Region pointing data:

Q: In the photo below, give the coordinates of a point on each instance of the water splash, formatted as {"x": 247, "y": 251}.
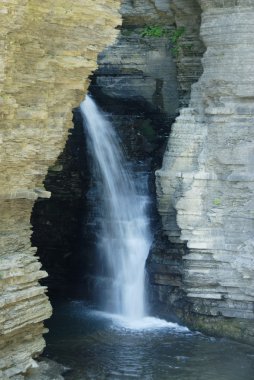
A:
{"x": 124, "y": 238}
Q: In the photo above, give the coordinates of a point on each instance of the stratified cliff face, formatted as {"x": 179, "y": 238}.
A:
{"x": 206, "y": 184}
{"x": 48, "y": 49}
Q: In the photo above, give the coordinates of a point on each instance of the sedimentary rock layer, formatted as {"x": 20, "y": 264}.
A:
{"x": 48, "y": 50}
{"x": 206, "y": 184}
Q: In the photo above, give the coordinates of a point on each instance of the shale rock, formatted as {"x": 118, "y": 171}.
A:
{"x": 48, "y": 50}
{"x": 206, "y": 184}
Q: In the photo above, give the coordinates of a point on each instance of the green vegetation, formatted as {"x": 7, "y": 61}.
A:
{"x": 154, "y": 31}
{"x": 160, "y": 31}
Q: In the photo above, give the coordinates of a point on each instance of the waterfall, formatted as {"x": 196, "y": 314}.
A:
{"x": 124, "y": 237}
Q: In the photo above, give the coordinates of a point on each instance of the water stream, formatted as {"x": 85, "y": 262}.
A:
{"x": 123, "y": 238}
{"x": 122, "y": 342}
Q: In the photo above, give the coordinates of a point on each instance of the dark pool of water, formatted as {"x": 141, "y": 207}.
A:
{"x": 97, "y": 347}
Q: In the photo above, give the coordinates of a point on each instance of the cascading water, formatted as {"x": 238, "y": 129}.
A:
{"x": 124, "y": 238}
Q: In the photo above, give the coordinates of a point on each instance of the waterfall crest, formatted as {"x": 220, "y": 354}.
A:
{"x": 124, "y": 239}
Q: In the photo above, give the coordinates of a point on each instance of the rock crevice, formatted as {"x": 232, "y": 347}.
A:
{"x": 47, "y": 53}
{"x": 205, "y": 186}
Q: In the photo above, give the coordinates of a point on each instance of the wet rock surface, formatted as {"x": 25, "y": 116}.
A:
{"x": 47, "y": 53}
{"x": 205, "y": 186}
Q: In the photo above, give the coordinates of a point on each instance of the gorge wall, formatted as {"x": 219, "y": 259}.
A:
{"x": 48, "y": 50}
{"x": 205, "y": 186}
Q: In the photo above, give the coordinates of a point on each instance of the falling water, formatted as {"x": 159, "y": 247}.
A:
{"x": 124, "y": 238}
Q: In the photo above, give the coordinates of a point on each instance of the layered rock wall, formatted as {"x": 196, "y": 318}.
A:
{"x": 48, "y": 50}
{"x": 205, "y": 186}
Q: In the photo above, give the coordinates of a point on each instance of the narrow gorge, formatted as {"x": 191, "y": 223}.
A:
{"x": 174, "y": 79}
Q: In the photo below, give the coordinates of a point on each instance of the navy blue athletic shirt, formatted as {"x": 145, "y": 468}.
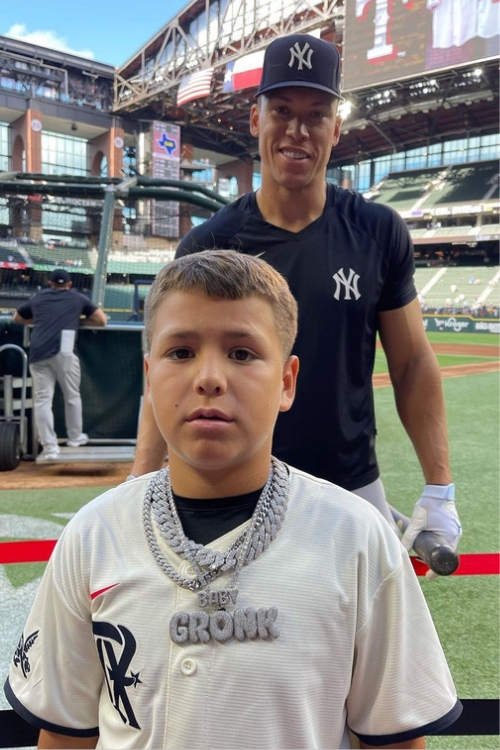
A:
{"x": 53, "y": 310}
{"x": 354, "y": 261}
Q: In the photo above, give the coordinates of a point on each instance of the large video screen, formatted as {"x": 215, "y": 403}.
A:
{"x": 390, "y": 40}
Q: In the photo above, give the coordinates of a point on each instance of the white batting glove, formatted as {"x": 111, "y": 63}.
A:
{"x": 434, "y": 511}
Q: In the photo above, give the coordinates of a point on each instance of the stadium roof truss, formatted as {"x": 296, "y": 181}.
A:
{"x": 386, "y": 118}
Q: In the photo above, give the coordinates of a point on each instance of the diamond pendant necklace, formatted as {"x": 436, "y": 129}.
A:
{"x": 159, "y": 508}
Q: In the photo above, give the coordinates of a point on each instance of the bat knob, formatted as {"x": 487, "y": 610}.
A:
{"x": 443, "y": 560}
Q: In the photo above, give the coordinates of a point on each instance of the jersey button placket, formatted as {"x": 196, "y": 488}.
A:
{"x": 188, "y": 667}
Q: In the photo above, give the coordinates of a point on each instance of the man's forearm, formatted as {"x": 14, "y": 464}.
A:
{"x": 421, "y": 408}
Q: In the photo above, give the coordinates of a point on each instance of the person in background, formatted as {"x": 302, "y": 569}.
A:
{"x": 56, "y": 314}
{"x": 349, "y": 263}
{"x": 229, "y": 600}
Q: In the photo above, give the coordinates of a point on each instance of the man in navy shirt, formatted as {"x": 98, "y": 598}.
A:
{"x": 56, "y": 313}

==

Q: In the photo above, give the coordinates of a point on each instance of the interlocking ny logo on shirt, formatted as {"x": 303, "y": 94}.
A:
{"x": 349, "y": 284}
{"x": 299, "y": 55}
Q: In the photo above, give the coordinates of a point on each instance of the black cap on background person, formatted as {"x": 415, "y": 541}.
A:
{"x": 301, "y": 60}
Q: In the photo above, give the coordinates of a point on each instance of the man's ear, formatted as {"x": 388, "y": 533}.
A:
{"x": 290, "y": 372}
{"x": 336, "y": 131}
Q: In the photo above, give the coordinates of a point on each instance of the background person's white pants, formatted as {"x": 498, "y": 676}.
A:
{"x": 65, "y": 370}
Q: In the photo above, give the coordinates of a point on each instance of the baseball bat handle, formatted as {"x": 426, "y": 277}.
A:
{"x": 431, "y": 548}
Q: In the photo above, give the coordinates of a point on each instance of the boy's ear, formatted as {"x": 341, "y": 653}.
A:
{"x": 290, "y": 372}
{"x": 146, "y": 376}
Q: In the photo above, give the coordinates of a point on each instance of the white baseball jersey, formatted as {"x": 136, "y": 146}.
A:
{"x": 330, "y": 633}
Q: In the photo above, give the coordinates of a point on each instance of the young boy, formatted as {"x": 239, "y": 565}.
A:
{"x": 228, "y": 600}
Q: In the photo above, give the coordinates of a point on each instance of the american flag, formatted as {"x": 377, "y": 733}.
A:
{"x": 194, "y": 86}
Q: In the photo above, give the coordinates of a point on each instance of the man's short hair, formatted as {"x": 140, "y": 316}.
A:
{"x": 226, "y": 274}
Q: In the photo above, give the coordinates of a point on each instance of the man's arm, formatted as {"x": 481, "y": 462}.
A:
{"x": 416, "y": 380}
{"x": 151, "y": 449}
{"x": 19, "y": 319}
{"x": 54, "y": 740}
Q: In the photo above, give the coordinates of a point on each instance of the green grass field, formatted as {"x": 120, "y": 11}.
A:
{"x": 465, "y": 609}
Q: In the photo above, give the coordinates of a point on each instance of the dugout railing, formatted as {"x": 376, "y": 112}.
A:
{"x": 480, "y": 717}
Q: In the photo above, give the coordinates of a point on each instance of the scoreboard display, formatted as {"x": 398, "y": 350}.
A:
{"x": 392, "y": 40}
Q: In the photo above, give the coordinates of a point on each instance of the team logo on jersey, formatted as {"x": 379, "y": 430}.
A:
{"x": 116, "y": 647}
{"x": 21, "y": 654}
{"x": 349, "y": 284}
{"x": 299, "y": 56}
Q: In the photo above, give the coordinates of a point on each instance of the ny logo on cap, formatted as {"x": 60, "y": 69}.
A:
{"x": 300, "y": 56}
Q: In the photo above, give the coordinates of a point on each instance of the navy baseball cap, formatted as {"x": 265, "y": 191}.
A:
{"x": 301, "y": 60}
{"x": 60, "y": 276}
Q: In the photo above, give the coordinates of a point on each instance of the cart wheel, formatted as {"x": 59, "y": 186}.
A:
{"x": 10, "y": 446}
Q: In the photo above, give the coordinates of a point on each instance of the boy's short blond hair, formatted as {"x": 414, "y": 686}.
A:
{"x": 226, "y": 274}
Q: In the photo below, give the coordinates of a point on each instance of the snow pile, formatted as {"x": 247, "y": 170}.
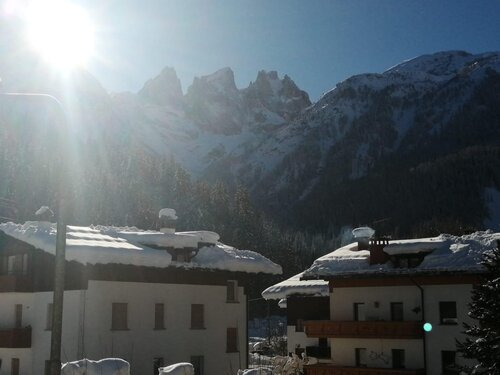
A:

---

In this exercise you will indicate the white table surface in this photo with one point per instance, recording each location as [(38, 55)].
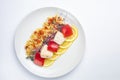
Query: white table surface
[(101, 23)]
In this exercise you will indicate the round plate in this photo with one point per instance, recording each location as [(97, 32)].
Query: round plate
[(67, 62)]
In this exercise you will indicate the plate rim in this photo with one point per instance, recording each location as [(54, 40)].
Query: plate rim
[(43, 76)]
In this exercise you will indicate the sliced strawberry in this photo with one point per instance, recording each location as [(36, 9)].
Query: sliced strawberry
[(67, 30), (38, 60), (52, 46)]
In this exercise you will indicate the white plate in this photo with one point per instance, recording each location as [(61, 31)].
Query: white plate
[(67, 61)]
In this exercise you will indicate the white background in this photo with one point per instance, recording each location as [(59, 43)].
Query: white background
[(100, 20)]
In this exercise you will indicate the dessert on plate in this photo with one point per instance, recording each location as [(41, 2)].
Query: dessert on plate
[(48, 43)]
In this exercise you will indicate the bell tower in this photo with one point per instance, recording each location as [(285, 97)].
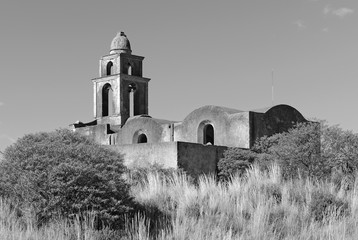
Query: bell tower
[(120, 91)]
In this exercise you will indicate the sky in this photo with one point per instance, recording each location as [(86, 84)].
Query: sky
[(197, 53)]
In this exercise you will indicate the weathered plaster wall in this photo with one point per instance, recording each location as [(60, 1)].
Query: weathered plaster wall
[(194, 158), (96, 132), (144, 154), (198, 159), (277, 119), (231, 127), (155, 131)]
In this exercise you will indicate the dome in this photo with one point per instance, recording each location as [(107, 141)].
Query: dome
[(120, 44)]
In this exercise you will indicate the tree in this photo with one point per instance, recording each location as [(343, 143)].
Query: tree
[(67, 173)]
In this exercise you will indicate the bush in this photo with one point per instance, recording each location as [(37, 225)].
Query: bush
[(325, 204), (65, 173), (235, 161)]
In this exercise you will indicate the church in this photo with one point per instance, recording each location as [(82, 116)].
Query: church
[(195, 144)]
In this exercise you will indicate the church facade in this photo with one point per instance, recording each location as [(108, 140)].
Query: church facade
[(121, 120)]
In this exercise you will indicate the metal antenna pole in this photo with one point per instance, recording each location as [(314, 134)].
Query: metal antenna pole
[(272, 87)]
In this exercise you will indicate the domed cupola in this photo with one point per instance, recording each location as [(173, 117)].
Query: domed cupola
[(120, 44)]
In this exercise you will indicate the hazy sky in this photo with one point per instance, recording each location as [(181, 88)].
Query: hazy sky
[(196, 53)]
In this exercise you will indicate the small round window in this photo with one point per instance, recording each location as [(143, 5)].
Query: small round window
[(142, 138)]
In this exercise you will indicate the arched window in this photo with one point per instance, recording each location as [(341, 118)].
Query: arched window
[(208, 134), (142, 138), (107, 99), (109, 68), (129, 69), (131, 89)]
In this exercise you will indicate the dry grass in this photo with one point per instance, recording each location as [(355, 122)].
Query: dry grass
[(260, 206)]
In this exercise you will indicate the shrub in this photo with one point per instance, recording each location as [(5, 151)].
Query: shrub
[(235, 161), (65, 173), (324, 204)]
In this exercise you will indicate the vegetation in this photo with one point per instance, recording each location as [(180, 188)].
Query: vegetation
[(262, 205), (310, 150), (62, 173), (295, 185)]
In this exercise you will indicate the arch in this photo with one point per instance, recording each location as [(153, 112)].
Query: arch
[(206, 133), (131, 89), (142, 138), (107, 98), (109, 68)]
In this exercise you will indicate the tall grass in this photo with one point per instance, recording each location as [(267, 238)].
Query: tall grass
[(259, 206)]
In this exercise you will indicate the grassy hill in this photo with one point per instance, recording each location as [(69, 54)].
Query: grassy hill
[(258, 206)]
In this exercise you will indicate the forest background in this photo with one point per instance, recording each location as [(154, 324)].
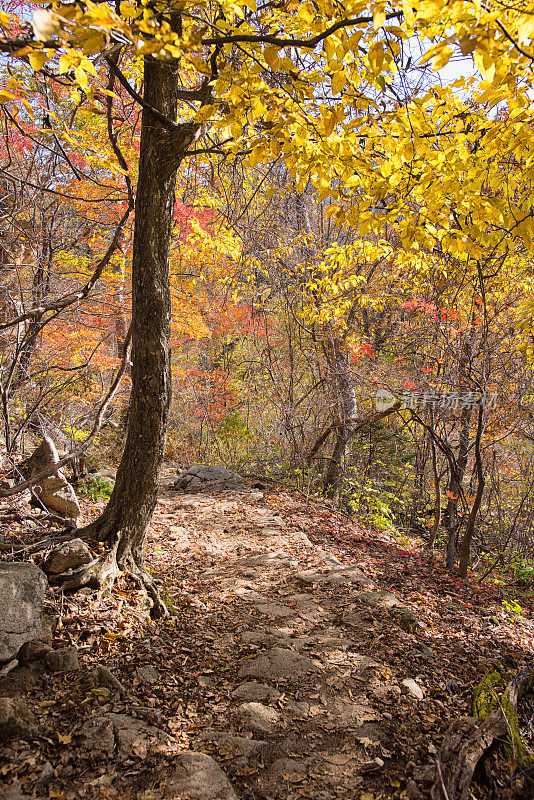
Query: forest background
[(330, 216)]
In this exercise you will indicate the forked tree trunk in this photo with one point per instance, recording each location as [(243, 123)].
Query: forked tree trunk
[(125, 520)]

(WHAT THE TASK REQUIRES)
Say how many lines in the data hold the string "jersey", and write nothing else.

(TASK OUTPUT)
3